What this task involves:
Write out all of the lines below, exactly and completely.

● ● ● ● ●

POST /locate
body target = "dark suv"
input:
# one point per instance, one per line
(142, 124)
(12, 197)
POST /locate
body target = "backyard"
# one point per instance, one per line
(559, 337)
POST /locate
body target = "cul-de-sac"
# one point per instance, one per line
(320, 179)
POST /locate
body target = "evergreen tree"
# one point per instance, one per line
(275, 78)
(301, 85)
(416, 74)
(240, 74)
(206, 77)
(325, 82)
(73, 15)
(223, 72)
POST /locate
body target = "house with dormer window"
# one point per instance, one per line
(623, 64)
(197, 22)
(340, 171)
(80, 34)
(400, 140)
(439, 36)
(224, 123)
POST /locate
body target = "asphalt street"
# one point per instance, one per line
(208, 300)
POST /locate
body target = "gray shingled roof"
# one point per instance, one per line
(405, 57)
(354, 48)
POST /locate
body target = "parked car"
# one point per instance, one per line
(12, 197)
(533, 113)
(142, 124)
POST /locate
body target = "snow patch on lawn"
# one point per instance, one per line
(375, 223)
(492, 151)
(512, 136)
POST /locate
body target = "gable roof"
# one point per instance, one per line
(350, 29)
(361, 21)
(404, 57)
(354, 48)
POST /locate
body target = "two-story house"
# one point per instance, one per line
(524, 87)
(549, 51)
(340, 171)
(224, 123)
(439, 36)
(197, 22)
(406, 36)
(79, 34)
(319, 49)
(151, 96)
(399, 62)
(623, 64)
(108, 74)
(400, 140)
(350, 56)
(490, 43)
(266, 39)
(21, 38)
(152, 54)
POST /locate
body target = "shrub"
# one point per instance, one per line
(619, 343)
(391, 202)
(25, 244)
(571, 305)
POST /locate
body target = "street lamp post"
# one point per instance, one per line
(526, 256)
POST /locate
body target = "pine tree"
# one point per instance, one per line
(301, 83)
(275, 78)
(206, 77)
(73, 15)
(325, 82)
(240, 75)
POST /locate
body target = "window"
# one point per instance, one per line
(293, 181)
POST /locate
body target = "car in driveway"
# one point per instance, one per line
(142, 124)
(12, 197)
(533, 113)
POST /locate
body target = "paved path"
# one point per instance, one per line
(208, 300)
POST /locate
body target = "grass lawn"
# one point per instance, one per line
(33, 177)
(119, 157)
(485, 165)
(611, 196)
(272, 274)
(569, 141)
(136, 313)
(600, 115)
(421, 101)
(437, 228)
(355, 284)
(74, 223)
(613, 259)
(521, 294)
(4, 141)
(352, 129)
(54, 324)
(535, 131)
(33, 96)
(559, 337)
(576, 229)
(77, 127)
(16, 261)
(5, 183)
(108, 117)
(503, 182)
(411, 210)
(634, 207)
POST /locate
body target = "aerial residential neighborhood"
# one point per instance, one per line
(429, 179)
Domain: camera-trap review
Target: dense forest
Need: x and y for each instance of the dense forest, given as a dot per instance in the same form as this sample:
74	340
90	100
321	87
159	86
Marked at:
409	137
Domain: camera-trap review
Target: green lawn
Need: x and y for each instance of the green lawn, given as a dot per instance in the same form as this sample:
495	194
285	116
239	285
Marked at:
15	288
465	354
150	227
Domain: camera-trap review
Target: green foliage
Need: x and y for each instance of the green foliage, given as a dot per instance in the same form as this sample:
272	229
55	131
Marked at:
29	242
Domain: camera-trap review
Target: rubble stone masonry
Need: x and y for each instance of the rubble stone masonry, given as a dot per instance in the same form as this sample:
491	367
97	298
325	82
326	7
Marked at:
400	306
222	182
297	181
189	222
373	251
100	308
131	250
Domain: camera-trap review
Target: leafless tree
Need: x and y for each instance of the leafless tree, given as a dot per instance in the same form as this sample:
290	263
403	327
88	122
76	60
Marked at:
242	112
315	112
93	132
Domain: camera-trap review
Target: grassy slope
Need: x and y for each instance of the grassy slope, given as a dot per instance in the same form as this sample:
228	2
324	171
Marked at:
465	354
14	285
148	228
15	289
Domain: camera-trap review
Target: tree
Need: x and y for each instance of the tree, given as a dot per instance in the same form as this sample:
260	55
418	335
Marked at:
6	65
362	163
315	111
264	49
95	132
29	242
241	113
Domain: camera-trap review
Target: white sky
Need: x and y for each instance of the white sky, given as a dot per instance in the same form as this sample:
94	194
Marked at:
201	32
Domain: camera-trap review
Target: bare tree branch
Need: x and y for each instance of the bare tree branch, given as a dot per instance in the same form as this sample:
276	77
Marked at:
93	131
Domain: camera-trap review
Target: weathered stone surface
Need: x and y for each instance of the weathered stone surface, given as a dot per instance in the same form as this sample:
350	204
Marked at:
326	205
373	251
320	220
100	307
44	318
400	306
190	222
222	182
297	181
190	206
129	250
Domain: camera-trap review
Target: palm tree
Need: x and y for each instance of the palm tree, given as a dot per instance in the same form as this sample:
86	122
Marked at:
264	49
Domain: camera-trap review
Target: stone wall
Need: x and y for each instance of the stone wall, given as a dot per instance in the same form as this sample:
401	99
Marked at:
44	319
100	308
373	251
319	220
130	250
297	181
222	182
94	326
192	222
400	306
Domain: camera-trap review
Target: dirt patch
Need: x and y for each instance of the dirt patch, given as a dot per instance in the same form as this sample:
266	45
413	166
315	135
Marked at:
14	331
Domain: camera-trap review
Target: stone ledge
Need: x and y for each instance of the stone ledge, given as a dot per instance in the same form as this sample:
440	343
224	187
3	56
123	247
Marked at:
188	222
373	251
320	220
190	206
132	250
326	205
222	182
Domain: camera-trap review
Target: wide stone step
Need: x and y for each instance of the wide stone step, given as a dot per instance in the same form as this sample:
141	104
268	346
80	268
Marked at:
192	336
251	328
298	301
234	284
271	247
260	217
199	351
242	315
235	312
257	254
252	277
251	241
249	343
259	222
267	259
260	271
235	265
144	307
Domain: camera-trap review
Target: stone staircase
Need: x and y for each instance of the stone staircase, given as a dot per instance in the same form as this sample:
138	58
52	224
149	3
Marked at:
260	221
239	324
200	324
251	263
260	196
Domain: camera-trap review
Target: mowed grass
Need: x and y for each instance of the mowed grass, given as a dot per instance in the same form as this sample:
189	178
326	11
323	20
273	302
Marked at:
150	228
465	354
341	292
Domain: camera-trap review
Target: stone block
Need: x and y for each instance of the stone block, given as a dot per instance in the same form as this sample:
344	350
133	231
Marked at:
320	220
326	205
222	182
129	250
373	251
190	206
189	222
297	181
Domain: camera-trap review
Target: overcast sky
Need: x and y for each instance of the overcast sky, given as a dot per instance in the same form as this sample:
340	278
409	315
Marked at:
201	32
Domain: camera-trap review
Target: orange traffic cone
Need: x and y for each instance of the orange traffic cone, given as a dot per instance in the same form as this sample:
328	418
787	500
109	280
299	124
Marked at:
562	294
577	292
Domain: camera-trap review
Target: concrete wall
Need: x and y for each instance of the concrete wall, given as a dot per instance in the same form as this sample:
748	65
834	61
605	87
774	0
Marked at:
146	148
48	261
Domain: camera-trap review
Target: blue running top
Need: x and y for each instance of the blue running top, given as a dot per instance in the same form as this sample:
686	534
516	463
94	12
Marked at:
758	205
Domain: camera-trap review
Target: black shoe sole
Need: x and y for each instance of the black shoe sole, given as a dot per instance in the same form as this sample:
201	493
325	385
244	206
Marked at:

● ● ● ● ●

Response to the task:
POST /locate
body target = "dark suv"
input:
# one point per instance, one per line
(142, 124)
(12, 197)
POST /locate
body target = "backyard"
# one point per instance, one per line
(559, 337)
POST /locate
body target = "cul-de-sac"
# one point per instance, one per line
(320, 179)
POST /locate
body target = "evergreen tree"
# one point per instance, one per line
(275, 78)
(301, 85)
(416, 74)
(240, 74)
(206, 77)
(325, 82)
(73, 15)
(223, 72)
POST /locate
body target = "house with dormer window"
# one point per instance, one per line
(623, 64)
(197, 22)
(340, 171)
(80, 34)
(400, 140)
(439, 36)
(224, 123)
POST /locate
body target = "asphalt street"
# one point per instance, one per line
(208, 300)
POST /locate
body target = "gray shingled roof"
# one point per instance, one per line
(405, 57)
(354, 48)
POST /locate
body target = "parked car"
# one point per instance, one per line
(12, 197)
(533, 113)
(142, 124)
POST /locate
body target = "snow patch on lawn"
# one point per instance, one per line
(375, 223)
(492, 151)
(512, 136)
POST /locate
body target = "gable roof"
# one point per instance, one per line
(350, 29)
(361, 21)
(404, 57)
(354, 48)
POST /locate
body target = "two-story house"
# one point per instance, one per line
(524, 87)
(549, 51)
(340, 171)
(224, 123)
(439, 36)
(197, 22)
(406, 36)
(79, 34)
(319, 49)
(151, 96)
(399, 62)
(623, 64)
(108, 74)
(400, 140)
(350, 56)
(490, 43)
(266, 39)
(21, 38)
(152, 54)
POST /locate
body target = "shrub"
# one point per instance, one per line
(619, 343)
(391, 202)
(25, 244)
(571, 305)
POST /locate
body target = "street lamp post"
# one point per instance, one per line
(526, 256)
POST /locate
body target = "pine tree"
# one point per instance, one per line
(301, 83)
(275, 78)
(206, 77)
(73, 15)
(325, 82)
(240, 75)
POST /locate
body target = "window"
# one point per instance, one per line
(293, 181)
POST /locate
body target = "car in driveway"
# one point per instance, one per line
(142, 124)
(12, 197)
(533, 113)
POST /locate
body target = "paved path"
# one point per instance, one per line
(208, 300)
POST /locate
body target = "grass lawn"
# one point per instance, one per line
(33, 177)
(119, 157)
(485, 165)
(611, 196)
(272, 274)
(569, 141)
(136, 313)
(600, 115)
(421, 101)
(437, 228)
(355, 284)
(74, 223)
(613, 259)
(521, 294)
(4, 141)
(352, 129)
(54, 324)
(535, 131)
(33, 96)
(559, 337)
(576, 229)
(77, 127)
(16, 261)
(5, 183)
(108, 117)
(503, 182)
(411, 210)
(634, 207)
POST /locate
body target = "aerial residential neighborhood"
# one point per instance, one per line
(429, 179)
Domain: camera-trap review
Target: dense forest
Need: x and y for each instance of the dense forest, given as a dot per instance in the same form as this sample:
74	340
90	100
321	87
159	86
Marked at:
409	137
Domain: camera-trap review
Target: green lawn
Need: x and y for each instance of the green lawn, given as a dot per instance in the same form as this sample:
495	194
285	116
239	285
Marked at:
15	288
465	354
150	227
Domain: camera-trap review
Target: green foliage
Need: x and y for each instance of the green foliage, given as a dot per instance in the same form as this sample:
272	229
55	131
Marked at:
29	242
Domain: camera-trap review
Target: rubble stone masonry
Need: x and y for each instance of the rubble stone masonry, given as a dot per instance in the same form as this sample:
491	367
97	298
325	82
326	7
Marked at:
400	306
222	182
297	181
189	222
373	251
100	308
131	250
Domain: camera-trap review
Target: leafless tree
Need: x and y for each instance of the leafless tree, given as a dot per instance in the same form as this sample:
290	263
403	327
88	122
76	60
Marked at:
242	112
315	112
93	132
Domain: camera-trap review
Target: grassy slope
Need: x and y for each instance of the grassy slope, given as a dot per instance in the same form as this sample:
228	2
324	171
Marked at:
465	354
14	285
148	228
15	289
Domain: camera-trap review
Target: tree
Need: x and y for each instance of the tree, given as a dot per instance in the same form as this sample:
260	55
418	335
Marked at:
6	65
362	163
315	111
264	49
95	132
29	242
241	113
Domain: camera-trap review
Target: white sky
Need: x and y for each instance of the white sky, given as a dot per instance in the same form as this sample:
94	194
Marked at:
201	32
Domain: camera-trap review
Target: bare tree branch
Need: x and y for each instance of the bare tree branch, given as a dot per instance in the same form as this sample:
276	77
Marked at:
93	131
Domain: camera-trap review
Target: weathered stone surface
Need: x and y for each instance of the weathered stone surface, given as a dot per instance in the same form as this sample:
350	204
Marked at:
326	205
373	251
320	220
100	307
44	318
400	306
190	222
222	182
297	181
190	206
129	250
Domain: camera-trap review
Target: palm tree
Need: x and y for each instance of the palm tree, given as a dot per instance in the same form as this sample:
86	122
Marked at:
264	49
Domain: camera-trap review
Target: stone wall
Need: x and y for each instance of the stone wall, given as a dot per instance in the same form as this sample:
401	99
Marked at:
44	319
100	308
373	251
319	220
130	250
297	181
222	182
94	326
192	222
400	306
Domain: camera-trap review
Target: dirt patch
Need: x and y for each instance of the dirt patch, given as a dot per instance in the same form as this sample:
266	45
413	166
315	135
Marked at:
14	331
Domain: camera-trap review
Target: stone ledge
Need: x and y for each instance of the stone ledge, given as a dot per instance in the same form as this sample:
440	343
224	187
3	56
123	247
Marked at:
188	222
373	251
320	220
190	206
132	250
326	205
222	182
Domain: camera-trap review
Target: wide stone step
Need: x and y for each instance of the wide stone step, given as a dot per instance in the same form as this sample:
141	104
268	346
80	268
Marked at:
192	336
251	328
298	301
234	284
271	247
260	217
199	351
242	315
235	312
257	254
252	277
251	241
249	343
259	222
267	259
260	271
235	265
144	307
Domain: camera-trap review
Target: stone staircase
Need: x and y for each instance of the stone staircase, given as a dot per instance in the same form as this sample:
138	58
52	224
149	3
Marked at:
260	221
239	324
200	324
251	263
260	196
Domain: camera-trap review
Target: mowed grass
Need: x and y for each instance of the mowed grass, given as a dot per instance in the same form as this sample:
189	178
326	11
323	20
273	302
Marked at:
150	228
465	354
341	292
Domain: camera-trap review
Target: stone block
Need: x and y for each instance of the stone block, given as a dot per instance in the same form as this sample:
344	350
133	231
Marked at:
320	220
326	205
222	182
129	250
373	251
190	206
189	222
297	181
Domain: camera-trap review
Target: overcast sky
Need: x and y for each instance of the overcast sky, given as a dot per instance in the same form as this sample:
340	278
409	315
Marked at:
201	32
Domain: camera-trap review
Target: orange traffic cone
Need: x and y for each instance of the orange traffic cone, given as a dot per instance in the same form as this sample:
328	418
787	500
109	280
299	124
Marked at:
562	294
577	292
Domain: camera-trap review
Target: concrete wall
Need: x and y for each instance of the concrete wall, given as a dot per instance in the same form as this sample:
748	65
834	61
605	87
774	0
Marked at:
146	148
48	261
Domain: camera-trap review
Target: blue running top
Need: x and y for each instance of the blue running top, given as a dot per instance in the same form as this sample:
686	534
516	463
94	12
Marked at:
758	205
Domain: camera-trap review
Target: black shoe sole
Need: x and y for each instance of the black shoe sole, given as a dot per instance in the same form as this sample:
201	493
325	385
244	206
Marked at:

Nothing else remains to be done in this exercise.